• [Written problem 1] In the excerpt on electrochemical energy sources, restate the passage starting at "Preferably, the electrochemical" and ending at "and so forth.", switching "relatively high" to "comparatively high".
• [Written problem 2] According to the excerpt on electrochemical energy sources, what can the barrier layer be made of when a silicon wafer is used?
• [Written problem 3] Extend the excerpt on electrochemical energy sources, picking up after its last sentence.

In yet another embodiment the solid-state electrolyte and the second electrode are deposited on multiple sides of the substrate. In this way the substrate is used more intensively for storage of ions, thereby increasing the electric capacity of the electrochemical energy source according to the invention.

Preferably, the electrochemical energy source comprises multiple assemblies electrically coupled together. The assemblies may be coupled both in a serial and/or in a parallel way dependent on the requirements of the application of the electrochemical energy source. When a relatively high current is required, the first electrodes and the second electrodes of several assemblies are electrically coupled in parallel. When a relatively high voltage is required, the first electrode of a first assembly may be electrically coupled to the second electrode of a second assembly. The first electrode of the second assembly may be electrically coupled to a second electrode of a third assembly and so forth.

The substrate may comprise a first part, which constitutes the first electrode, and a second part free from contact with the first part. The second part may comprise an electric device integrated in the second part. Preferably, the substrate comprises a barrier layer for reducing and preferably substantially preventing diffusion of ions from the first part to the second part. When the substrate is adapted for storage of Li-ions, for example by applying a silicon wafer, such a barrier layer can be formed of Si₃N₄ or SiO₂ to prevent the Li-ions from exiting the first electrode (wafer).

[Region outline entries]

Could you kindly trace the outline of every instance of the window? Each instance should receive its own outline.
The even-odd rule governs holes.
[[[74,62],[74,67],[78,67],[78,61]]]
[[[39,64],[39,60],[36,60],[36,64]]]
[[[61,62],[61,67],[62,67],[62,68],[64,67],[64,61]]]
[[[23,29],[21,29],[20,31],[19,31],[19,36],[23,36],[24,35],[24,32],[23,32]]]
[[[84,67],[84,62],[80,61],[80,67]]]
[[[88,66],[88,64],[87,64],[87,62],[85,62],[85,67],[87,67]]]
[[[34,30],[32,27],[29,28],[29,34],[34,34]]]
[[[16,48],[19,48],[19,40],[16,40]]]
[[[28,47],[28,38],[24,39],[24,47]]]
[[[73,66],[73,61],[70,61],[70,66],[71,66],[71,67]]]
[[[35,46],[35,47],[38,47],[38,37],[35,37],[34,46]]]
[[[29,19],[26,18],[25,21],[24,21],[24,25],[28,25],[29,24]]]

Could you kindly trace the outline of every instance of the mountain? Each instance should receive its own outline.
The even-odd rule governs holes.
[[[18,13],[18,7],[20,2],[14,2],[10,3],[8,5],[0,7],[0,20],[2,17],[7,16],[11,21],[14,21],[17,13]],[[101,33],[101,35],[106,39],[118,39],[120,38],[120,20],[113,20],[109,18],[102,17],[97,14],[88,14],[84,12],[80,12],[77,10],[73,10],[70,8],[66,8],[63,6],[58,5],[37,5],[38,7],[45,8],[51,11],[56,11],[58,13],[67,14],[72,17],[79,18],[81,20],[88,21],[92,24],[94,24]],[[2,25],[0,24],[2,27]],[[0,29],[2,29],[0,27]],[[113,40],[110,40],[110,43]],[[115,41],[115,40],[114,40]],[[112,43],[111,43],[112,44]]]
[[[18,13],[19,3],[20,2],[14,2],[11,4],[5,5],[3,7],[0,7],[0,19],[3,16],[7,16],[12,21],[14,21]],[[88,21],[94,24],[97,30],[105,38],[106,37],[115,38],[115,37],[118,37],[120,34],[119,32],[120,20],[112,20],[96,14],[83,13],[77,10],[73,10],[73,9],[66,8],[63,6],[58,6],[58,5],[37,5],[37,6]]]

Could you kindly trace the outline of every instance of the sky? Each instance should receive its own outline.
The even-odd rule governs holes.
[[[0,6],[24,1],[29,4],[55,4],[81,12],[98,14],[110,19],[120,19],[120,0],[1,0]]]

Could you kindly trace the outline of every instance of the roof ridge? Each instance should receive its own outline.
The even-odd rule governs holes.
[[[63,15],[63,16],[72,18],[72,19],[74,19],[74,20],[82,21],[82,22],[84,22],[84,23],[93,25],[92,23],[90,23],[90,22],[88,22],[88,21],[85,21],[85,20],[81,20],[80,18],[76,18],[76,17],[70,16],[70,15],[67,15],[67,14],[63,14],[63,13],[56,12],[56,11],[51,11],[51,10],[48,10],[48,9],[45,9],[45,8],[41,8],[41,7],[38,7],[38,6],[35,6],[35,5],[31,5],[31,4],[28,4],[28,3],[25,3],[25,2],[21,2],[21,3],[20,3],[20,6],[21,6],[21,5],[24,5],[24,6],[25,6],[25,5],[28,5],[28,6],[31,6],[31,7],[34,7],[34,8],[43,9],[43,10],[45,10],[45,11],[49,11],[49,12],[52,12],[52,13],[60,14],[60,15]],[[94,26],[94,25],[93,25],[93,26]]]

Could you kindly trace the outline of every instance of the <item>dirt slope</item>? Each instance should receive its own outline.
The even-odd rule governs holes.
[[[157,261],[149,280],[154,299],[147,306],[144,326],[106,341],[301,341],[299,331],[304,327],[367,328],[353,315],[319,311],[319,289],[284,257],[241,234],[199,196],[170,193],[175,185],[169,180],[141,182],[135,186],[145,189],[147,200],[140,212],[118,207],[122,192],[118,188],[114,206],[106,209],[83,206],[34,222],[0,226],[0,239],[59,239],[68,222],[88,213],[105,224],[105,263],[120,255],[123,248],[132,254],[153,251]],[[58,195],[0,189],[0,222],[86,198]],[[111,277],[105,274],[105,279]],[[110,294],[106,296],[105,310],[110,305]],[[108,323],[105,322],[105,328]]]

• [Task output 1]
Preferably, the electrochemical energy source comprises multiple assemblies electrically coupled together. The assemblies may be coupled both in a serial and/or in a parallel way dependent on the requirements of the application of the electrochemical energy source. When a comparatively high current is required, the first electrodes and the second electrodes of several assemblies are electrically coupled in parallel. When a comparatively high voltage is required, the first electrode of a first assembly may be electrically coupled to the second electrode of a second assembly. The first electrode of the second assembly may be electrically coupled to a second electrode of a third assembly and so forth.

• [Task output 2] Si₃N₄ or SiO₂.

• [Task output 3]
Preferably, the substrate is supported by a support structure in order to consolidate the electrochemical energy source. In specific cases the application of such a support structure may be desirable. For example if a titanium or a titanium comprising substrate is used for hydrogen storage in a battery with a structure according to the invention, a support structure may be used to strengthen the construction of the energy source. Noted is that a titanium substrate may be manufactured by way of a (temporary) dielectric layer on which the substrate is deposited. After this deposition process the dielectric layer may be removed. For further support of the titanium substrate the electrically non-conducting support structure may be used. It may be advantageous to remove the substrate partially by decreasing its thickness, thereby improving the energy density of the energy source. For example from a substrate with a thickness of about 500 micrometer the energy source may be transferred to a substrate with a thickness of about 10-200 micrometer. To perform this adaptation of the substrate the (known) ‘substrate transfer technology’ may be applied.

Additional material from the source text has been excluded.